• **Stored dataset items**:
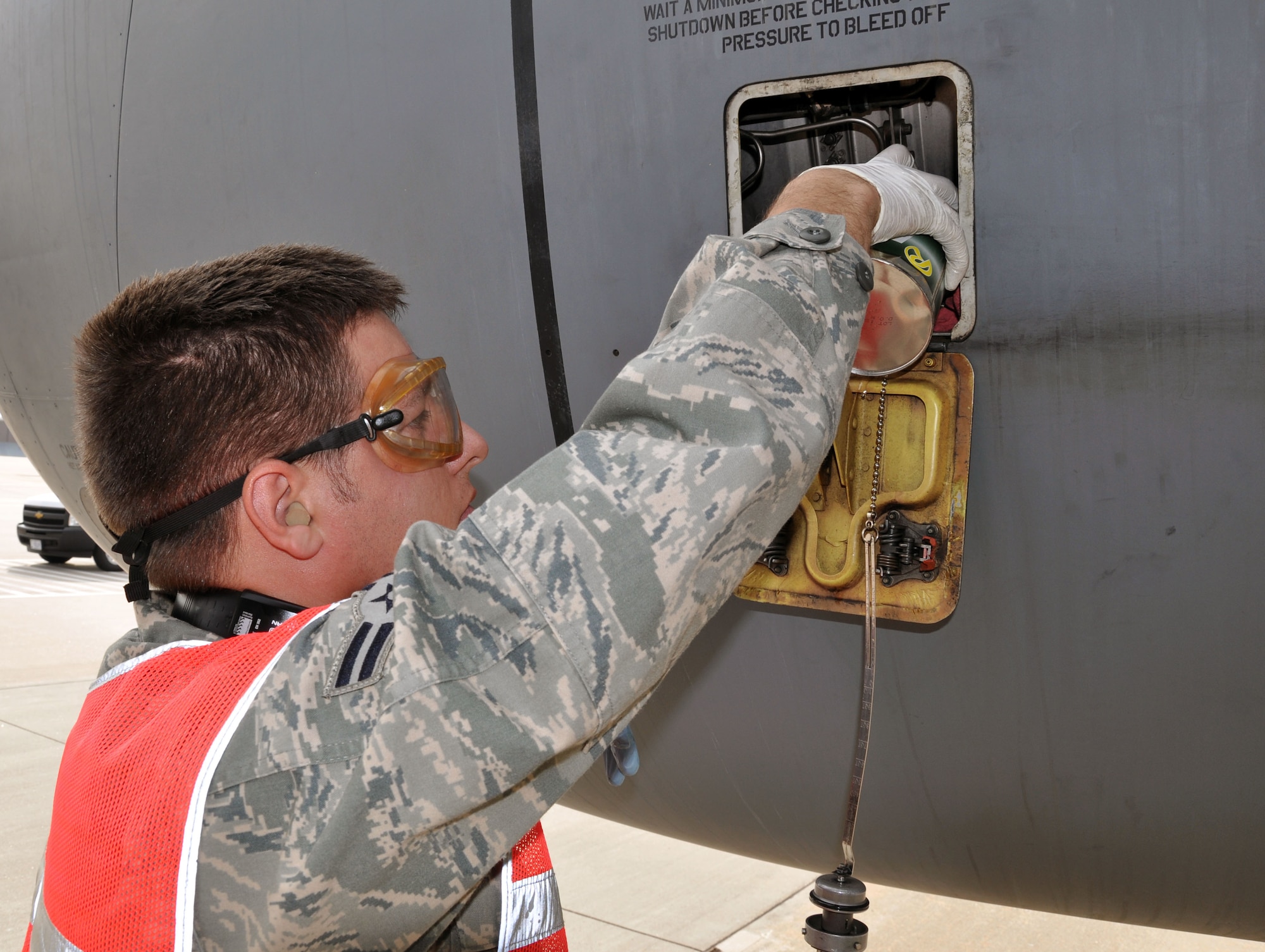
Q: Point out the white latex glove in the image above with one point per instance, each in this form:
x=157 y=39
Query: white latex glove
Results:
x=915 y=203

---

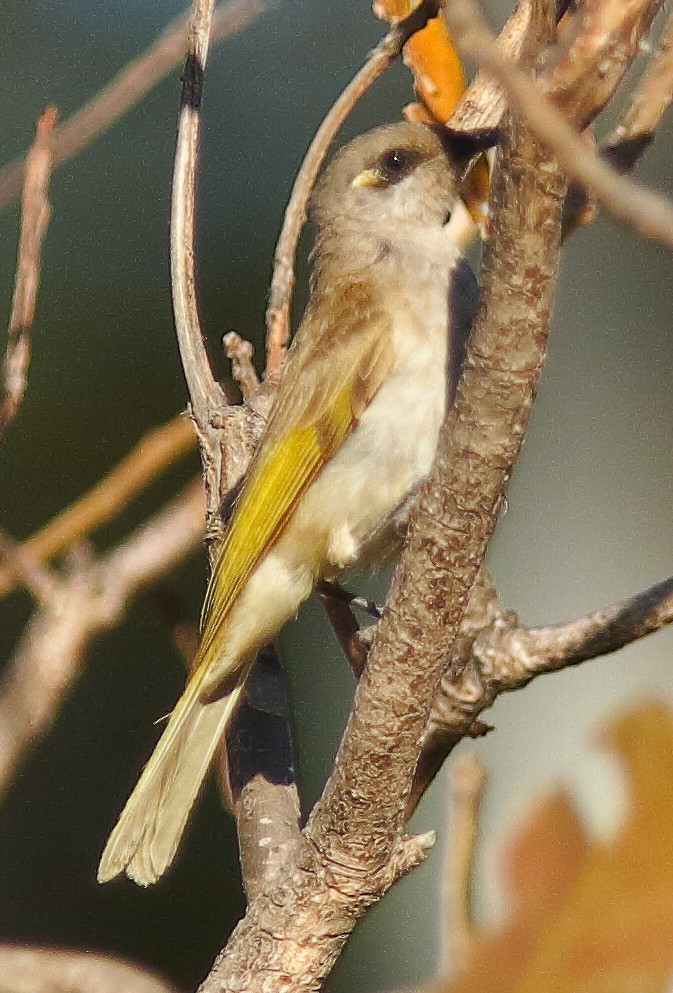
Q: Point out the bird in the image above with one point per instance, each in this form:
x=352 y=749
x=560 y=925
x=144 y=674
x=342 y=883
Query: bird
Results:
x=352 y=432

--

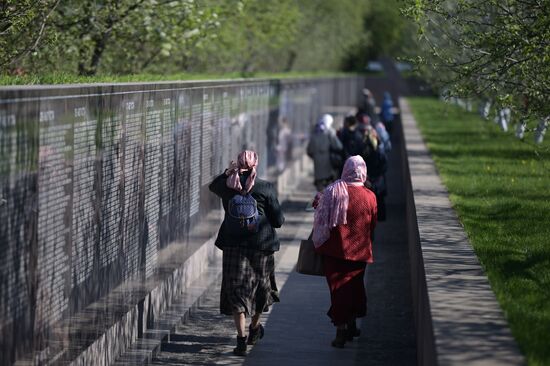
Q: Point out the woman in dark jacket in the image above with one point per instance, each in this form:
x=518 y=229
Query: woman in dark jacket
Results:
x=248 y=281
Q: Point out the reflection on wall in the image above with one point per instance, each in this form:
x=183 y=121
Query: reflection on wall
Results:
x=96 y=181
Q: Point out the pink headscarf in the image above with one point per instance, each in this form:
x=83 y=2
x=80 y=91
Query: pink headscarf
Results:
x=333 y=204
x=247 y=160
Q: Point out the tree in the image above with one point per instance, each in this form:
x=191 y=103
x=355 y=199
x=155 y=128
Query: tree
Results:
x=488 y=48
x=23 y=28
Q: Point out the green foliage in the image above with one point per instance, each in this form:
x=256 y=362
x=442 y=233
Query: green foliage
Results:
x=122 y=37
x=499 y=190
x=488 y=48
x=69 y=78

• **Stated task**: Please reproduce the part of the records that opens with the line containing "Q: Point out the white" and closes with the line containing "x=915 y=203", both lines included, character for character.

• **Written response**:
Q: Point out the white latex glove in the image above with one point per instance, each in this form:
x=157 y=39
Query: white latex glove
Results:
x=915 y=203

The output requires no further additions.